▶ _WRITTEN TASK_
Would you copy only the lines below, beginning with the one that contains "the domed roof" and running through the last entry line?

[Start of RECORD LIST]

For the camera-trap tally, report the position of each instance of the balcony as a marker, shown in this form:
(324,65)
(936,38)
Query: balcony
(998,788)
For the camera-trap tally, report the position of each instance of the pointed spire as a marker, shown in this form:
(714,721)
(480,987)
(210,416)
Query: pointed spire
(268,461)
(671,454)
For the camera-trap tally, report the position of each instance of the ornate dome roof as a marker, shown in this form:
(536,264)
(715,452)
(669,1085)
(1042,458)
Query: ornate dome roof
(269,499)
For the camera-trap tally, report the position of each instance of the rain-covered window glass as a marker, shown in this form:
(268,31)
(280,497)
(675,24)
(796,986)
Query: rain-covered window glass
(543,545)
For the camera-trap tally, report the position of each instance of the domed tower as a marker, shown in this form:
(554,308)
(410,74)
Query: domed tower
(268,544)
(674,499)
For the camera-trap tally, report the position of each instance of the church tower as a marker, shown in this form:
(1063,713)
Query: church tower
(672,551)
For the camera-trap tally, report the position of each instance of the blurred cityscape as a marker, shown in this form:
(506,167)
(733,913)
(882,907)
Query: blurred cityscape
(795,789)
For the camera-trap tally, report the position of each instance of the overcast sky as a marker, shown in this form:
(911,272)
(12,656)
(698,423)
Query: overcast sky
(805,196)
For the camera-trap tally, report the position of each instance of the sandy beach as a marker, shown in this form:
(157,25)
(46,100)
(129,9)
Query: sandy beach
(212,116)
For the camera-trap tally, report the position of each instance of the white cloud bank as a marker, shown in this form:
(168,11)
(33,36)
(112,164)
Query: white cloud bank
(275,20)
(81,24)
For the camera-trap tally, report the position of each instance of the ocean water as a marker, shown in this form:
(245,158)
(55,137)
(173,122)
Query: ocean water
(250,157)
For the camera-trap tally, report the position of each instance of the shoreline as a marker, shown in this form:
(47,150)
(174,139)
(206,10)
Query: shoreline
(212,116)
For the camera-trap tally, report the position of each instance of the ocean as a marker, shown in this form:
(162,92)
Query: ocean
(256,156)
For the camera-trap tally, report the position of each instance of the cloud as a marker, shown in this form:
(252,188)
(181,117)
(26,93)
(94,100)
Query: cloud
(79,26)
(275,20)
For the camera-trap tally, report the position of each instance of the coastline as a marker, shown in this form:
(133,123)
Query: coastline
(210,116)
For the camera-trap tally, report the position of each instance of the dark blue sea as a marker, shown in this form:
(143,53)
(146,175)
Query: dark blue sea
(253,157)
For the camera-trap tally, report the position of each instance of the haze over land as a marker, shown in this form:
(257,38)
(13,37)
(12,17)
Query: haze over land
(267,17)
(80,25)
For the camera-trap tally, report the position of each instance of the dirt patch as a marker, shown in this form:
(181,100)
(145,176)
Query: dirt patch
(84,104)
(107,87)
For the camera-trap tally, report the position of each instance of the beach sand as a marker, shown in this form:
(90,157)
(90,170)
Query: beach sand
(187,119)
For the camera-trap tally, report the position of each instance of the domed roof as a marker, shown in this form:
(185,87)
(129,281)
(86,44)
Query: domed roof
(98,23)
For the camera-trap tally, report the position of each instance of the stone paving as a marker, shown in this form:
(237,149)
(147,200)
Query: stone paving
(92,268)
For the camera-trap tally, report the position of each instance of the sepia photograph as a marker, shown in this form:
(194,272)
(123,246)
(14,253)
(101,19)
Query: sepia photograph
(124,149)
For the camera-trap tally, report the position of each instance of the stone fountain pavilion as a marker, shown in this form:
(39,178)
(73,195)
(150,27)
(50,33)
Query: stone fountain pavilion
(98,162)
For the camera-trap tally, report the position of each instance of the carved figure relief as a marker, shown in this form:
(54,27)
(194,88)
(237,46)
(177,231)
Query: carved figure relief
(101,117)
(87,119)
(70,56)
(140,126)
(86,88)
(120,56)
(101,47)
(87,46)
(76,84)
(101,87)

[End of RECORD LIST]

▶ _EXPECTED ANSWER_
For the camera-trap tally, report the position of each instance of the domed roof as a marker, shown in this form:
(185,87)
(129,281)
(86,44)
Query: domed roof
(98,23)
For the camera-trap tally, report the position of each instance of the stone paving as a marker, shown in this form:
(237,149)
(147,200)
Query: stone paving
(92,268)
For the camera-trap tally, report the position of each instance of the sepia photograph as a marker, shown in this form:
(194,272)
(123,246)
(14,253)
(101,19)
Query: sepia photograph
(124,149)
For the camera-trap tally, report the position of each instance of the stone fountain pavilion as a marker, shown in this form:
(39,178)
(73,195)
(150,27)
(50,33)
Query: stone fountain pavilion
(98,162)
For the camera-trap tally, report the position of each instance of the carved figure relief as a marker, shown in this form:
(54,27)
(194,88)
(237,46)
(177,231)
Query: carved figure relief
(101,117)
(87,119)
(70,56)
(140,126)
(86,88)
(120,56)
(101,47)
(87,46)
(76,84)
(101,87)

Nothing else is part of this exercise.